(EXTRACT TO READ begins)
When my wife was pregnant with our first child, I had all the questions lots of dads have before fatherhood begins. Will I be a good parent? How can I best support my wife? What will my son be like?
Then, in early August of 2014, just a couple of weeks before my boy was born, Michael Brown, 18, was shot and killed by a white police officer in Ferguson, Missouri.
A few months later, Tamir Rice, 12, was also killed by police, in Cleveland.
Just like that, all the “normal” questions I had about all the “normal” things gave way to something else — to a visceral reminder that any notion of “normal” is a privilege that’s out of reach for many Black people in America.
Instead of daydreaming about the first basketball game I’d take my son to, I wondered: How can I raise my brown child in this world? What, if anything, can I do to keep him safe? Is normal even possible?
Those questions didn’t go away. A couple of years later, two Black fathers, Alton Sterling and Philando Castile, were killed by police during “routine” traffic stops. They died a month before my second son was born.
All of these moments reinforced how precious and vulnerable my sons’ lives were — how precious and vulnerable my own life was. I understood that raising my boys would mean sharing with them how abnormal life can be for Black people, because keeping them safe would require it. I also hoped that in showing them the world as it is, they might also find a way to make it better. But that proved a difficult task.
By the time Ahmaud Arbery was murdered in a modern-day lynching, I felt demoralized. He could’ve been me or, worse, he could have been one of my sons.
The anguish of his murder scarred me more than others, and I’ll never be the same again. Learning it was covered up by state and local law enforcement for months, forced me to question everything.
(EXTRACT TO READ ends)
(DATA EXCERPTS begins)
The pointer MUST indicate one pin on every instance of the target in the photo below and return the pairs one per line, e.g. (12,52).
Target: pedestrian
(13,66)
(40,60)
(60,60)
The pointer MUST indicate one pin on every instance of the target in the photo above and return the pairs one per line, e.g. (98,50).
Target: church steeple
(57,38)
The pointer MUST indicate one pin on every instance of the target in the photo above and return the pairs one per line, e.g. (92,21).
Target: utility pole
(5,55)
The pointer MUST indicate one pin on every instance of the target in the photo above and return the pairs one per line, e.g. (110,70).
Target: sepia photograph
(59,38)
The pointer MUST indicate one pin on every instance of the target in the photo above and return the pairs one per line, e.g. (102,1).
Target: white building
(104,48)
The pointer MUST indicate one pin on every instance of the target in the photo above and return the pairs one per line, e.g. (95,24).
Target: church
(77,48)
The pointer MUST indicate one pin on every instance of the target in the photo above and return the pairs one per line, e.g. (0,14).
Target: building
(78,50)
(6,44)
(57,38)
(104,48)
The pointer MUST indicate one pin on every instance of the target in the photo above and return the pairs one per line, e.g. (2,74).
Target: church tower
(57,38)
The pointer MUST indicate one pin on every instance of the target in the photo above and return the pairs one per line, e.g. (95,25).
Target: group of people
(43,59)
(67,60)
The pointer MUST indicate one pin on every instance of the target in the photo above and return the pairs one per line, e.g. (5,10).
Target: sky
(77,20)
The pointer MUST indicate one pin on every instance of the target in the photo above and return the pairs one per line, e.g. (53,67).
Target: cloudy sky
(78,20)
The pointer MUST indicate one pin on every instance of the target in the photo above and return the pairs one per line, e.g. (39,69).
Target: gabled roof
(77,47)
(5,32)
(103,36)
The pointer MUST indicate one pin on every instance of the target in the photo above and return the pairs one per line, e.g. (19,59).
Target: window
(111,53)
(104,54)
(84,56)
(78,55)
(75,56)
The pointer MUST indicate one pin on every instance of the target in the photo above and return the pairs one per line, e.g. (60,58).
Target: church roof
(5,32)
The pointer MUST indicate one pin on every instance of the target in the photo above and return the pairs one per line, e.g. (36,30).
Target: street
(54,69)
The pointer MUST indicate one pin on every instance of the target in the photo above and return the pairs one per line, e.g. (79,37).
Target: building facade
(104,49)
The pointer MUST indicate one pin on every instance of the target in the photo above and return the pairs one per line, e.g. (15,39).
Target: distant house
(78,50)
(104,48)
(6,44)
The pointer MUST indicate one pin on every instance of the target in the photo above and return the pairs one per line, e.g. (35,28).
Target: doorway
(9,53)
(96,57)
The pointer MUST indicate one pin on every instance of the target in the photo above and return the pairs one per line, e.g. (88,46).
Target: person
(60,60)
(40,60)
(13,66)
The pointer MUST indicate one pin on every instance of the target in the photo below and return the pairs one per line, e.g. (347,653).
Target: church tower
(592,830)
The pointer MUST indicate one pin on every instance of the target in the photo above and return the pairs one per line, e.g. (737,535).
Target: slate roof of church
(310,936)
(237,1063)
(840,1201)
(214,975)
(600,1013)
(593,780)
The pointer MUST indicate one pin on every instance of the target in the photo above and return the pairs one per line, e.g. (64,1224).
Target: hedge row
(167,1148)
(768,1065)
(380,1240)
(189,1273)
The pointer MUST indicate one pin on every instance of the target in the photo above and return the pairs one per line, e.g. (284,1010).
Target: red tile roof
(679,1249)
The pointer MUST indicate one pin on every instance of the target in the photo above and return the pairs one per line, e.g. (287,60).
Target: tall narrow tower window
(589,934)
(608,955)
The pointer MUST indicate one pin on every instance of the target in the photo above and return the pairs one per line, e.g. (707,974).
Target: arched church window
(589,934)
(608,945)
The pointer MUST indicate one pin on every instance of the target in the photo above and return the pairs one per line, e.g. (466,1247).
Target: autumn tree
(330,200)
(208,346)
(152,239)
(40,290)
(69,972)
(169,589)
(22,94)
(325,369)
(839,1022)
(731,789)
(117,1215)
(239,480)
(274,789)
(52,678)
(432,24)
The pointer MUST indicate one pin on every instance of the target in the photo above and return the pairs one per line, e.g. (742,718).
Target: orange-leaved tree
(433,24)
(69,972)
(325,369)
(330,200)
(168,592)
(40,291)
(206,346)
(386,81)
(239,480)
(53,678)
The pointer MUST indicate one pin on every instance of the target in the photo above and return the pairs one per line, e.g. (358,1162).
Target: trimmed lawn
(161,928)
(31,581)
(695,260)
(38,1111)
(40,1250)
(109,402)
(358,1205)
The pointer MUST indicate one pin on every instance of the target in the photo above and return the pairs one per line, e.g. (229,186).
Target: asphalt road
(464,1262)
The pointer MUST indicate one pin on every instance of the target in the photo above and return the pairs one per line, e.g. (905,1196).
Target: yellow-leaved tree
(DATA EXCERPTS ends)
__REQUIRED ACTIONS__.
1/ In the essay about raising Black sons, in what city was Tamir Rice killed?
2/ Pick up the essay about raising Black sons after its final sentence and carry it forward.

__SET OF ANSWERS__.
1/ Cleveland.

2/
I realized that the America my great grandparents lived in — and had feared — hadn’t substantially changed. I realized I misplaced my faith in a legal system that was historically built and systemically modernized to maintain bias and inequity. I realized marching and voting would never be enough for America to see Black people as worthy of our whole humanity. I realized I couldn’t continue to blindly hope people would choose to change the system based on altruism alone, and that I needed to do my part to help change society, and start to reckon with 400 years of systematically inhumane treatment in this country.
“Normal” is a privilege that’s out of reach for many Black people in America.
I realized I couldn’t help my boys change the world, until I helped myself.
Losing Ahmaud, in the wake of so many others, has clarified my personal journey; it’s helped me lean into healthier ways to cope and changed my willingness to engage in the discomforting truths of “normal life” as a Black person in this country. In addition to the real social risks, for example, nearly half of Black men suffer from cardiovascular disease.
I started the local chapter of Black Men Run, an organization focused on Black men’s physical and mental wellness. I also found a Black therapist to help me improve my mental fitness and better prepare myself before the next shockwave hits Black America. I was a champion sprinter in high school, but I’m running more now than I ever have in my adult life because I have a purpose. I can’t change everything, but I could change how I address the hard truth of Black men’s health in our society. I run for me, for my kids, for ‘Maud, and a better Black future.
When I started writing this essay, I didn’t know what the verdict would be. Learning the news that Ahmaud’s murderers would be held to account sparked two things in me: euphoric celebration and deep reflection on how close we were to not even having a case.
It took months for the Greg and Travis McMichael and William “Roddie” Bryan to be even charged with a crime. Most African-Americans were systemically removed from the jury. The defense attorneys repeatedly used race-based tactics to try to bolster their clients' case. Those are all indications of "normalized" behavior and results of a country that refuses to reconcile its racist past. I am happy that these men are held accountable for their despicable actions, but I know that we are still far from justice; Ahmaud is no longer alive.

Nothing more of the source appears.